┌──

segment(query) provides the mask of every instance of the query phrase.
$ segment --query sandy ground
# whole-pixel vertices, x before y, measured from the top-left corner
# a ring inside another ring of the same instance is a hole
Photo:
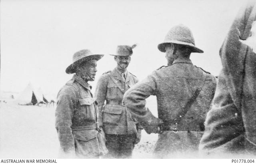
[[[0,103],[0,158],[58,158],[59,148],[54,128],[55,107]],[[133,158],[150,158],[156,134],[142,131]]]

└──

▸ PROBLEM
Please rewrite the data above, swapping "sandy ground" for "wet sand" and leaving everything else unchanged. Leave the pictures out of your answer.

▸ EXPECTED ANSWER
segment(query) provides the mask of every instance of the query phrase.
$ segment --query wet sand
# whole-pixel vertices, x before y, measured from the top-left corner
# a ring inside another ring of the same instance is a hole
Photo:
[[[0,103],[0,158],[58,158],[59,148],[54,128],[55,107]],[[133,158],[150,158],[156,134],[142,131]]]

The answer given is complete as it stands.